__RECORDED INFORMATION__:

[Start of section]

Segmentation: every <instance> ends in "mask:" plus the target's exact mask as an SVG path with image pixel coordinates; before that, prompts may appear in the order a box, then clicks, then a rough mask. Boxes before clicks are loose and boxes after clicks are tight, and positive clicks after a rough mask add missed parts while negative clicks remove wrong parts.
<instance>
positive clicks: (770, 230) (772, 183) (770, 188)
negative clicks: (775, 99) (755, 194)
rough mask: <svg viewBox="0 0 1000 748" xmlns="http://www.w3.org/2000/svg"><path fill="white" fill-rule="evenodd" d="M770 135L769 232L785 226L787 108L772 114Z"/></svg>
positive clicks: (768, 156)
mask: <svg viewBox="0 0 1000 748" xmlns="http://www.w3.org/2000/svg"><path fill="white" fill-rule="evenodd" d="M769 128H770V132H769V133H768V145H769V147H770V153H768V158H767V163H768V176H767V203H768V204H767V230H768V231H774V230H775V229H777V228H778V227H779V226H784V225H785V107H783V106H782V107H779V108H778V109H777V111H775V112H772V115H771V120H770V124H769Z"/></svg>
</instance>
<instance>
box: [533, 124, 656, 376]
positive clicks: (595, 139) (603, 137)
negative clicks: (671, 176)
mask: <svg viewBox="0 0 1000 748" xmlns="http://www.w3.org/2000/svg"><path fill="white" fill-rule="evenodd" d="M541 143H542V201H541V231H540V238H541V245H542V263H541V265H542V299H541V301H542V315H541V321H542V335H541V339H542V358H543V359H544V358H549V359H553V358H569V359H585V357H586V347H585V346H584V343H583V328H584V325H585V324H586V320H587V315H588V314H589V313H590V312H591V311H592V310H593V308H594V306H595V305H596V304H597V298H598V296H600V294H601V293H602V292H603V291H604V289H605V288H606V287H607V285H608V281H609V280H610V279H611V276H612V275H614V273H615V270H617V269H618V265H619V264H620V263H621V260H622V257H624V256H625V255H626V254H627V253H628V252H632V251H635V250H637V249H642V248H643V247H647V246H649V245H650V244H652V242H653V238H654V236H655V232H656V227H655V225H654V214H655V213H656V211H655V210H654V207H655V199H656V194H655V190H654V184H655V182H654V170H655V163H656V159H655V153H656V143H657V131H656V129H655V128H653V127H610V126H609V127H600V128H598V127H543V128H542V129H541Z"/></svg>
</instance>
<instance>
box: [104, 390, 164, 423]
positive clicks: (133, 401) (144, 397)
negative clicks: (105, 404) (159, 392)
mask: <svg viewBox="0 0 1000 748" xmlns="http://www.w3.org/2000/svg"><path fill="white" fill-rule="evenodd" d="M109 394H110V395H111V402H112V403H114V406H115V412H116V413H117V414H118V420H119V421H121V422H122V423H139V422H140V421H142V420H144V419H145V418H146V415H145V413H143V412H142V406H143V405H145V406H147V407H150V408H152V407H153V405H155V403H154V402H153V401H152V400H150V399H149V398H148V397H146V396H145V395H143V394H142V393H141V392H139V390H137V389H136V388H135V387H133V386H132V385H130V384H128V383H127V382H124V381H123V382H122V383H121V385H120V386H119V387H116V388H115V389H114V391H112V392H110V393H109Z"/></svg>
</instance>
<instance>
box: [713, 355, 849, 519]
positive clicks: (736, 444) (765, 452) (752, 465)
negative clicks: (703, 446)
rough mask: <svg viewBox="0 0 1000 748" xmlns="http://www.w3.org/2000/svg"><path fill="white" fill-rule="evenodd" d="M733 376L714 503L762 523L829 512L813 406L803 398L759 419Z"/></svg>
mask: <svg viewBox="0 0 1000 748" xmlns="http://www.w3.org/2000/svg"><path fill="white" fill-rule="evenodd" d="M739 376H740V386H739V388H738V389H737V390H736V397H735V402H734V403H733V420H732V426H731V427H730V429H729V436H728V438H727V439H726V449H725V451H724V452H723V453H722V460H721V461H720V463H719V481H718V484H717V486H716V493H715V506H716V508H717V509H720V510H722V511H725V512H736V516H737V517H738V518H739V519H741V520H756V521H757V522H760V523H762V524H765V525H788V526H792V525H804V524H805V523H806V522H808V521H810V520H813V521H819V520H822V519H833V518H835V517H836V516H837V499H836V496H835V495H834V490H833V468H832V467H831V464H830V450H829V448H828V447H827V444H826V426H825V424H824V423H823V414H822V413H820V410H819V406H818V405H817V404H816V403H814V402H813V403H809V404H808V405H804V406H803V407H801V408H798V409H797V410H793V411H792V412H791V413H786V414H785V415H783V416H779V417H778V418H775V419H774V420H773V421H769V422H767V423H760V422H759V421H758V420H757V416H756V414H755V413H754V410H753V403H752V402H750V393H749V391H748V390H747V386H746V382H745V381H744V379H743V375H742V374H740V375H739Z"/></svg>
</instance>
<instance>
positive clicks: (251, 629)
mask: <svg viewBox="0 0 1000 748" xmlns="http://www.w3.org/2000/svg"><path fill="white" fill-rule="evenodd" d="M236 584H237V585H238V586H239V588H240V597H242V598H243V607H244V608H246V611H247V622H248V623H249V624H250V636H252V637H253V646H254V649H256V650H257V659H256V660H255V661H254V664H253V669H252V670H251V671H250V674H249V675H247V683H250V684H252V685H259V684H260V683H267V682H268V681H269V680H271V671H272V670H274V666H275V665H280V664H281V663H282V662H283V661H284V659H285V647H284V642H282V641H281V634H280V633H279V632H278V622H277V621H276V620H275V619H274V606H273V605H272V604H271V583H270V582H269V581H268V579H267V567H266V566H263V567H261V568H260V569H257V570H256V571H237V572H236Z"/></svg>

[End of section]

Every record above needs to be returned in full, exactly.

Segmentation: every <instance> ends in "mask:" plus the target's exact mask as an SVG path with image pixel coordinates; before that, prompts may appear in the order a box, then clicks, then a rough mask. Boxes before clicks are loose and boxes after clicks are tight, and positive clicks after a rough mask add missed parts while negative clicks remove wrong parts.
<instance>
positive clicks: (770, 230) (772, 183) (770, 188)
negative clicks: (775, 99) (755, 194)
rough mask: <svg viewBox="0 0 1000 748" xmlns="http://www.w3.org/2000/svg"><path fill="white" fill-rule="evenodd" d="M770 135L769 232L785 226L787 108L772 114Z"/></svg>
positive clicks: (768, 156)
mask: <svg viewBox="0 0 1000 748" xmlns="http://www.w3.org/2000/svg"><path fill="white" fill-rule="evenodd" d="M769 128H770V132H769V133H768V145H769V147H770V153H768V158H767V163H768V176H767V203H768V204H767V230H768V231H774V230H775V229H777V228H778V227H779V226H784V225H785V107H783V106H782V107H779V108H778V109H777V111H775V112H772V115H771V120H770V124H769Z"/></svg>
</instance>
<instance>
box: [533, 124, 656, 376]
positive clicks: (595, 139) (603, 137)
negative clicks: (671, 176)
mask: <svg viewBox="0 0 1000 748" xmlns="http://www.w3.org/2000/svg"><path fill="white" fill-rule="evenodd" d="M541 143H542V201H541V231H540V238H541V245H542V263H541V265H542V299H541V301H542V315H541V321H542V335H541V339H542V358H543V359H544V358H549V359H553V358H569V359H585V357H586V347H585V346H584V343H583V328H584V325H585V324H586V320H587V315H588V314H589V313H590V312H591V311H592V310H593V308H594V306H595V305H596V304H597V298H598V296H600V294H601V293H602V292H603V291H604V289H605V288H606V287H607V285H608V281H609V280H610V279H611V276H612V275H614V273H615V270H617V269H618V265H619V264H620V263H621V260H622V257H624V256H625V255H626V254H627V253H628V252H632V251H635V250H637V249H642V248H643V247H647V246H649V245H650V244H652V242H653V238H654V236H655V232H656V227H655V225H654V214H655V213H656V211H655V210H654V207H655V199H656V194H655V190H654V184H655V182H654V170H655V163H656V159H655V153H656V143H657V131H656V129H655V128H653V127H610V126H609V127H600V128H598V127H543V128H542V129H541Z"/></svg>
</instance>
<instance>
box: [104, 390, 164, 423]
positive clicks: (133, 401) (144, 397)
negative clicks: (105, 404) (159, 392)
mask: <svg viewBox="0 0 1000 748" xmlns="http://www.w3.org/2000/svg"><path fill="white" fill-rule="evenodd" d="M109 394H110V395H111V402H112V403H114V406H115V412H116V413H117V414H118V420H119V421H121V422H122V423H139V422H140V421H142V420H144V419H145V418H146V415H145V413H143V412H142V406H143V405H145V406H147V407H150V408H152V407H153V405H155V403H154V402H153V401H152V400H150V399H149V398H148V397H146V396H145V395H143V394H142V393H141V392H139V390H137V389H136V388H135V387H133V386H132V385H130V384H128V383H127V382H124V381H123V382H122V383H121V385H120V386H119V387H116V388H115V389H114V391H112V392H110V393H109Z"/></svg>
</instance>
<instance>
box: [713, 355, 849, 519]
positive clicks: (736, 444) (765, 452) (752, 465)
negative clicks: (703, 446)
rough mask: <svg viewBox="0 0 1000 748" xmlns="http://www.w3.org/2000/svg"><path fill="white" fill-rule="evenodd" d="M733 376L714 503L762 523L829 512L813 406L803 398L759 419Z"/></svg>
mask: <svg viewBox="0 0 1000 748" xmlns="http://www.w3.org/2000/svg"><path fill="white" fill-rule="evenodd" d="M739 376H740V386H739V388H738V389H737V390H736V397H735V402H734V403H733V420H732V426H731V427H730V429H729V436H728V438H727V439H726V449H725V451H724V452H723V453H722V460H721V461H720V463H719V481H718V484H717V486H716V493H715V506H716V508H717V509H720V510H722V511H725V512H736V516H737V517H738V518H739V519H741V520H756V521H757V522H760V523H762V524H765V525H788V526H792V525H804V524H805V523H806V522H808V521H810V520H813V521H819V520H822V519H833V518H835V517H836V516H837V499H836V496H835V495H834V490H833V468H832V467H831V464H830V450H829V448H828V447H827V444H826V426H825V424H824V423H823V414H822V413H820V410H819V406H818V405H817V404H816V403H814V402H813V403H809V404H808V405H804V406H803V407H801V408H798V409H797V410H793V411H792V412H791V413H786V414H785V415H783V416H779V417H778V418H775V419H774V420H773V421H769V422H767V423H760V422H759V421H758V420H757V416H756V414H755V413H754V410H753V403H752V402H750V393H749V391H748V390H747V386H746V382H745V381H744V379H743V375H742V374H740V375H739Z"/></svg>
</instance>
<instance>
positive clicks: (251, 629)
mask: <svg viewBox="0 0 1000 748" xmlns="http://www.w3.org/2000/svg"><path fill="white" fill-rule="evenodd" d="M236 584H237V585H238V586H239V588H240V597H242V598H243V607H244V608H246V611H247V622H248V623H249V624H250V636H252V637H253V646H254V649H256V650H257V659H256V660H255V661H254V664H253V669H252V670H251V671H250V674H249V675H247V683H250V684H252V685H259V684H260V683H267V682H268V681H269V680H271V671H272V670H274V666H275V665H280V664H281V663H282V662H283V661H284V659H285V647H284V642H282V641H281V634H280V633H279V632H278V622H277V621H276V620H275V619H274V606H273V605H272V604H271V583H270V582H269V581H268V579H267V567H266V566H263V567H261V568H260V569H257V570H256V571H237V572H236Z"/></svg>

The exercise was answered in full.